§ PAGE EXCERPT
1. Benchmarks and Metrics

In order to accomplish sustainability goals in multiple facility locations, it is critical to research and develop benchmarks into easily understandable checklists so that you end up with uniform results throughout the company. You also need to simultaneously track metrics in order to measure success. To do this, you must find acceptable third-party calculations whose assumptions and sources can be trusted. Often, these metrics can be compiled into a handful of environmental and sustainability currencies, such as greenhouse gas emissions reductions, gallons of water saved, waste reduced, jobs created and dollars of donations.

2. Data Tracking

Once you have developed the metrics and benchmarks, they must be built into tools to make the tracking process easy for users. Collecting metrics needs to be efficiently built-in as a part of the process, not as an afterthought.

3. Green Teams

You can’t do all of this work by yourself. Building cross-disciplinary teams at each facility makes it easier to move through the checklist and track progress. The teams could consist of leads from each department. It is especially important to engage leads from facilities and/or custodial departments. You can improve employee engagement in the process and productively encourage innovation by creating rewards, friendly competitions or games surrounding accomplishments.

§ PROBLEMS TO SOLVE
a - Answer these questions about the sustainability excerpt, one per line:
(i) What should benchmarks be developed into?
(ii) According to the excerpt, how should collecting metrics be built in?
(iii) Leads from which departments are especially important to engage?
b - Write the next part of the sustainability excerpt, picking up after its final sentence.

§ SUPPLIED MATERIAL
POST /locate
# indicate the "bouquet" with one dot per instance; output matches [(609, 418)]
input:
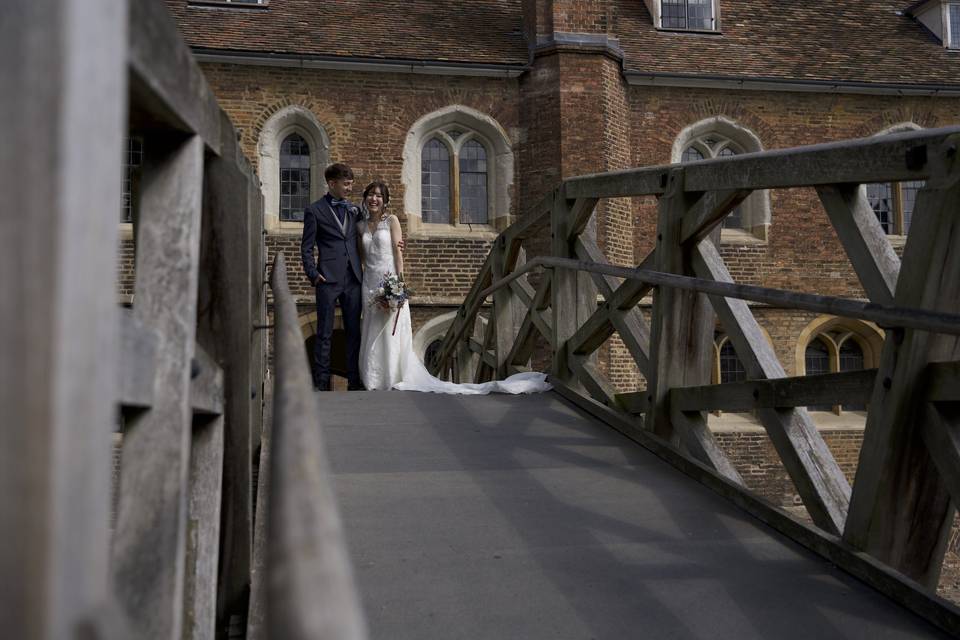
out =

§ RESPONSES
a -
(i) Easily understandable checklists.
(ii) Efficiently, as a part of the process, not as an afterthought.
(iii) Facilities and/or custodial departments.

b -
4. Marketing and Communications

Once your teams have done the work and collected the data, you or your marketing/communications expert must translate sustainability data into information that makes sense to the general public. Although your sustainability peers may be very excited about the tons of greenhouse gases you have reduced, that isn’t a metric that makes sense to your customers. Instead, you want to find a way to explain the data in a way that gets them excited about purchasing a product or using a service. Perhaps that means translating it into the energy to power whole neighborhoods, or the equivalent of hectares of rainforest restored. Once you’ve determined the story you want your data to tell, use your communications expertise to tie the story into your company’s product or service, and to make sure that you’re telling that story to consumers. Green marketing is a completely new paradigm. Consumers expect a company to add value to its community, not just in dollars, but also in social capital.

Consumers are also savvy enough to know when they are being misled, and there is some corporate mistrust. You may need some third-party certifications to back up your claims. Lean heavily on these certifications, as well as social media, to broadcast your efforts. Consumers trust messages that come from their peers, friends and third parties.